__TEXT SHOWN__:
--- Start ---

You’ll see that there are no container logs, even though the application is writing lots of log entries. My output is in figure 5—I need to connect to the container and read the log file from the container filesystem to see the log entries:

Figure 5. If the app doesn’t write anything to the output streams you won’t see any container logs

This happens because the app is using its own log sink—a file in this exercise—and Docker doesn’t know anything about that sink. Docker only reads logs from stdout; there’s no way to configure it to read from a different log sink inside the container. The pattern for dealing with apps like this is to run a second process in the container startup command that reads the log entries from the sink that the application uses and writes them to stdout. That process could be a shell script or a simple utility app, and it’s the final process in the start sequence and Docker reads its output stream and the application logs get relayed as container logs. Figure 6 shows how that works:

Figure 6. You need to package a utility in your container image to relay logs from a file

This isn’t a perfect solution. Your utility process runs in the foreground, and it needs to be robust because if it fails then your container exits—even if the application is still working in the background. And the reverse is true: if the application fails but the log relay keeps running then your container stays up even though the app is no longer working. You need health checks in your image to prevent that from happening. Lastly, this isn’t an efficient use of disk, like if your app writes a lot of logs—they’ll be filling up a file in the container filesystem and filling up a JSON file on the Docker host machine.

--- End ---

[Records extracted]
--- Start ---

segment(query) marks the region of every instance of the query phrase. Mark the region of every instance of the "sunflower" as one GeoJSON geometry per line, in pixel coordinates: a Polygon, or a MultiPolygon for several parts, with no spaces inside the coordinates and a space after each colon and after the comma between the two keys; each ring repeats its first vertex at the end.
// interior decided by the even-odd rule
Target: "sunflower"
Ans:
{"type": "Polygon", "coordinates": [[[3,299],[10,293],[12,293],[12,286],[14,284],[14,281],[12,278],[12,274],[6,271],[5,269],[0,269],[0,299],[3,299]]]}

--- End ---

__SHORT EXERCISE 1__: According to the passage on Docker logging, from which stream does Docker read container logs?
__SHORT EXERCISE 2__: Reproduce the passage on Docker logging word for word, starting at "This isn’t a perfect" and ending at "Docker host machine.".
The listing has nothing to do with the passage on Docker logging.

__FULL ANSWER 1__: Docker reads container logs only from stdout.

__FULL ANSWER 2__:
This isn’t a perfect solution. Your utility process runs in the foreground, and it needs to be robust because if it fails then your container exits—even if the application is still working in the background. And the reverse is true: if the application fails but the log relay keeps running then your container stays up even though the app is no longer working. You need health checks in your image to prevent that from happening. Lastly, this isn’t an efficient use of disk, like if your app writes a lot of logs—they’ll be filling up a file in the container filesystem and filling up a JSON file on the Docker host machine.